>> Start DATA IN THIS EXERCISE

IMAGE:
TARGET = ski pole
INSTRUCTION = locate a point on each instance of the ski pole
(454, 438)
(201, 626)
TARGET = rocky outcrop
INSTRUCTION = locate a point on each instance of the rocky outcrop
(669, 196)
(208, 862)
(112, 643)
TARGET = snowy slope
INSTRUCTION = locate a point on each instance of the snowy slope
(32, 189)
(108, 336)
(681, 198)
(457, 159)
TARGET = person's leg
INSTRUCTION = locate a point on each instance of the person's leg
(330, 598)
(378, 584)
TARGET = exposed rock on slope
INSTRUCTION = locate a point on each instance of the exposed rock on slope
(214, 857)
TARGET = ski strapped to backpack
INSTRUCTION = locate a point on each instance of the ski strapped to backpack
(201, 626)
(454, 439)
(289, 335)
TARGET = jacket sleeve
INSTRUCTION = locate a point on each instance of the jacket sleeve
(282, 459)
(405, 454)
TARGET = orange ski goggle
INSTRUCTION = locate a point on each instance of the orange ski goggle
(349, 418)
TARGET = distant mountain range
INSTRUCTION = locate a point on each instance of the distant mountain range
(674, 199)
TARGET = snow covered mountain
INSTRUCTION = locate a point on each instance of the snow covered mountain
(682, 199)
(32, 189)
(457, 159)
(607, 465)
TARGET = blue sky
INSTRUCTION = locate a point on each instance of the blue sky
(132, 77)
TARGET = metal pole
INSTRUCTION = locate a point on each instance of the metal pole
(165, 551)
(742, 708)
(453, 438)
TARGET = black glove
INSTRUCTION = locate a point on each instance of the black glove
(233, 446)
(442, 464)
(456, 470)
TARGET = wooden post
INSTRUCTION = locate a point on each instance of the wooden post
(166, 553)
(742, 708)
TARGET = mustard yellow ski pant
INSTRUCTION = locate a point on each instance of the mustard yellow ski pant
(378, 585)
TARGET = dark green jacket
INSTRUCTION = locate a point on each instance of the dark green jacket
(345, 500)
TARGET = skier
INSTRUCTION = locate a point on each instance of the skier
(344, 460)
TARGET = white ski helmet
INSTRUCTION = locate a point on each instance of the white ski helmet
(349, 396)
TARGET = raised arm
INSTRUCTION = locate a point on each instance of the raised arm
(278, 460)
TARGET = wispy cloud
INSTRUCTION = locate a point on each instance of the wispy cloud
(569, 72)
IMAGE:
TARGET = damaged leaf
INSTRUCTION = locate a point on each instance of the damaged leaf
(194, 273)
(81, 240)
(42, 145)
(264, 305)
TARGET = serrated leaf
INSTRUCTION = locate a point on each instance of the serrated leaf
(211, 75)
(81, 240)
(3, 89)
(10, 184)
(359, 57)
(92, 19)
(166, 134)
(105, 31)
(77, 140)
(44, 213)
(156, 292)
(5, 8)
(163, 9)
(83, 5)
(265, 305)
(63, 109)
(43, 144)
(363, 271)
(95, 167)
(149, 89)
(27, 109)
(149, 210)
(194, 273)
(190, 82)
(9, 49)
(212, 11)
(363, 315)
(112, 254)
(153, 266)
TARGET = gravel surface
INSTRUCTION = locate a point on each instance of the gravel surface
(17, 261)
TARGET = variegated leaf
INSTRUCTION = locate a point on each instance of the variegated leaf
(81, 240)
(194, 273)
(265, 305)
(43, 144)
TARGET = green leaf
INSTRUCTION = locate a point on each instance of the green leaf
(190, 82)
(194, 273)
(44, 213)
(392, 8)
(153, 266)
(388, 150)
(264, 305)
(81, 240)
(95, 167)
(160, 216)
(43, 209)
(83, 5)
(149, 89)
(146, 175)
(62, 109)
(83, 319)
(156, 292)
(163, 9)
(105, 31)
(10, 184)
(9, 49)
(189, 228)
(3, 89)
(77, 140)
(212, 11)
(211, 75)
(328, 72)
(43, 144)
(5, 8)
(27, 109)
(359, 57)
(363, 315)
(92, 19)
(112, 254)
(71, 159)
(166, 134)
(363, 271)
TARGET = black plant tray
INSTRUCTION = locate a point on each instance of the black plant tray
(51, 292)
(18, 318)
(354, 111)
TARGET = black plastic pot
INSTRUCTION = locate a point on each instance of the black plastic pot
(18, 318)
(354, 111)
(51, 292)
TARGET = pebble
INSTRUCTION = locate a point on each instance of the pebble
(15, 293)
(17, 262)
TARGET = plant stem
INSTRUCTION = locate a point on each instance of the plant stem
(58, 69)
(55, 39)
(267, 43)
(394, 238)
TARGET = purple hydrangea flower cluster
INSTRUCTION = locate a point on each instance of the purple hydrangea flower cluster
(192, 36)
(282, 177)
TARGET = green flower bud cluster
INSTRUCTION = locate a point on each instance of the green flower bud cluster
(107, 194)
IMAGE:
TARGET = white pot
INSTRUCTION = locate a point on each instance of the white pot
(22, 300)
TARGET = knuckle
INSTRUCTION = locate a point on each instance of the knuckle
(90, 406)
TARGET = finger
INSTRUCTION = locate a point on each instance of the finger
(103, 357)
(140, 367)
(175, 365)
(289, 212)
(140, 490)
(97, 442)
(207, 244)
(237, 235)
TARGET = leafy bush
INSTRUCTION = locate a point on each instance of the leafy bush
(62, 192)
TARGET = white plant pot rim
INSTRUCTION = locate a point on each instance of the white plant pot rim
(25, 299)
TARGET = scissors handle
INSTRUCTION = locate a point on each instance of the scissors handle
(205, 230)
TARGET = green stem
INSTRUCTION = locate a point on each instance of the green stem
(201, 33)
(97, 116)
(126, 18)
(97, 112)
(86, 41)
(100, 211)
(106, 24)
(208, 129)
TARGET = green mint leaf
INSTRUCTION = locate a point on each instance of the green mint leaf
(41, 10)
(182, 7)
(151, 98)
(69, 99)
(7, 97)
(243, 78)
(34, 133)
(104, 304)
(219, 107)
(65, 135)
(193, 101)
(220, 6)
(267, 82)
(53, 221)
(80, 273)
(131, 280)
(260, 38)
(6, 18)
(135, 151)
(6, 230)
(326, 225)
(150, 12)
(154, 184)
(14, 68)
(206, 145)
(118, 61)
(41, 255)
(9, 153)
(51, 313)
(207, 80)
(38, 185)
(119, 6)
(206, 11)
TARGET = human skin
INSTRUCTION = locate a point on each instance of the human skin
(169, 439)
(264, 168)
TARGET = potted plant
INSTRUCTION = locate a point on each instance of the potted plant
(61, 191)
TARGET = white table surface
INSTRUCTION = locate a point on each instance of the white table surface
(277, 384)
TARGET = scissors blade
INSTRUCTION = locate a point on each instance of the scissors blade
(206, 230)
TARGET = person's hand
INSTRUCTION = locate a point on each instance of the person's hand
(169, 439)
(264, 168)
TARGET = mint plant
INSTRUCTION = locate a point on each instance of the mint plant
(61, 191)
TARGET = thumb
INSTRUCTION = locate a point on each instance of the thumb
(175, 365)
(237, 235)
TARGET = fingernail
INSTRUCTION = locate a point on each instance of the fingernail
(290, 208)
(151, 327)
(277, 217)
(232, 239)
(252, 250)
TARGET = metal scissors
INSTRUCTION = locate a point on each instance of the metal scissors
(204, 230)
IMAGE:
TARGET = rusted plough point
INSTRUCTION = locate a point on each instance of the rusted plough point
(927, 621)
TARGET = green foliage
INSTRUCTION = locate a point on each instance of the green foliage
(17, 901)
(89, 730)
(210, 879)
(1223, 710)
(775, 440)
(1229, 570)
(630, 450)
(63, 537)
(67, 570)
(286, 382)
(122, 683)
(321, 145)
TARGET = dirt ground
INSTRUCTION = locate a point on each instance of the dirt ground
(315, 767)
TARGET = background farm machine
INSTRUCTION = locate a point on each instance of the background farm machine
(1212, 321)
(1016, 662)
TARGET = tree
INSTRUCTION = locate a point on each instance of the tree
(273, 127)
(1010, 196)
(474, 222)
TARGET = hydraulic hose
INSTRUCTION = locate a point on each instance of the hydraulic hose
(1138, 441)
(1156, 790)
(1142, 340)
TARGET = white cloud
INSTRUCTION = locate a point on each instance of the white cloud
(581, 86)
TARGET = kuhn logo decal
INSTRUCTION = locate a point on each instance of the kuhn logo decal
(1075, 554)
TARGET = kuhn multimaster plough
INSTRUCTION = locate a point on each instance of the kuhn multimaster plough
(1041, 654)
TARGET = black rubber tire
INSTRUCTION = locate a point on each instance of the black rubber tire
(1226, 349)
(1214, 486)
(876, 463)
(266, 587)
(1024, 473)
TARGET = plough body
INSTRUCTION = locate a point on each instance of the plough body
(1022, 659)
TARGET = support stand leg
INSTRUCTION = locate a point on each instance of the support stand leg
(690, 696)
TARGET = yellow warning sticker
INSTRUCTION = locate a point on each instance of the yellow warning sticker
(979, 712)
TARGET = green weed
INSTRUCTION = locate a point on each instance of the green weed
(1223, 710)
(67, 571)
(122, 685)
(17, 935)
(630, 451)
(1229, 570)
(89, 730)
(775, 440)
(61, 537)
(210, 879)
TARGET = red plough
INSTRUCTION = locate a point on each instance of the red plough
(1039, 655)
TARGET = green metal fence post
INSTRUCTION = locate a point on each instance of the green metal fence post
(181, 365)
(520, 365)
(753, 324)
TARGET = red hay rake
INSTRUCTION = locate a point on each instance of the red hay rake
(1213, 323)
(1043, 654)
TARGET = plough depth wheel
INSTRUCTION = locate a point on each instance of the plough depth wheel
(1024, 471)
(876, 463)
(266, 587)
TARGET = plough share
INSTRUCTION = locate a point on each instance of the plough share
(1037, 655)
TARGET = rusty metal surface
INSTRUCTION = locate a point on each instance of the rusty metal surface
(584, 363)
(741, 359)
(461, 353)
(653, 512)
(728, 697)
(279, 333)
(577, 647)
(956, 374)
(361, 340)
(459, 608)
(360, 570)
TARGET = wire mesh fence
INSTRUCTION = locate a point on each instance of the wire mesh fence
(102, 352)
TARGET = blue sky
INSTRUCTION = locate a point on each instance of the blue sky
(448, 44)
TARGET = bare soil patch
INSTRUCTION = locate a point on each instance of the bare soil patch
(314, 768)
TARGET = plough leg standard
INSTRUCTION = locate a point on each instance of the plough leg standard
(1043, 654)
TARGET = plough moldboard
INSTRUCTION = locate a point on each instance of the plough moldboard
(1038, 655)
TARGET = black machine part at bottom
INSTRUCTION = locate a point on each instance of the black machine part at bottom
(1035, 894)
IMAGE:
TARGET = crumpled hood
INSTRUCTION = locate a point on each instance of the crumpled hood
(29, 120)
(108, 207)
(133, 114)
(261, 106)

>> End DATA IN THIS EXERCISE

*REQUIREMENT:*
Output as a numbered list the lines of the records from the line with "TARGET = background farm machine" up to and including the line with "(1022, 659)", leaving out any blank lines.

*EXERCISE RESULT:*
1. TARGET = background farm machine
2. INSTRUCTION = locate a point on each instance of the background farm machine
3. (1212, 321)
4. (1016, 662)
5. TARGET = tree
6. INSTRUCTION = locate a point on each instance of the tree
7. (273, 127)
8. (1010, 196)
9. (474, 222)
10. TARGET = hydraulic hose
11. INSTRUCTION = locate a point on each instance of the hydraulic hose
12. (1138, 441)
13. (1156, 790)
14. (1142, 340)
15. TARGET = white cloud
16. INSTRUCTION = locate a point on each instance of the white cloud
17. (581, 86)
18. TARGET = kuhn logo decal
19. INSTRUCTION = locate a point on each instance of the kuhn logo decal
20. (1075, 554)
21. TARGET = kuhn multimaster plough
22. INSTRUCTION = locate a point on each instance of the kuhn multimaster plough
23. (1041, 654)
24. TARGET = black rubber tire
25. INSTRUCTION = locate a point on each instance of the black rubber tire
26. (1226, 349)
27. (1214, 486)
28. (876, 463)
29. (266, 587)
30. (1024, 473)
31. TARGET = plough body
32. INSTRUCTION = locate a point on each instance of the plough body
33. (1022, 659)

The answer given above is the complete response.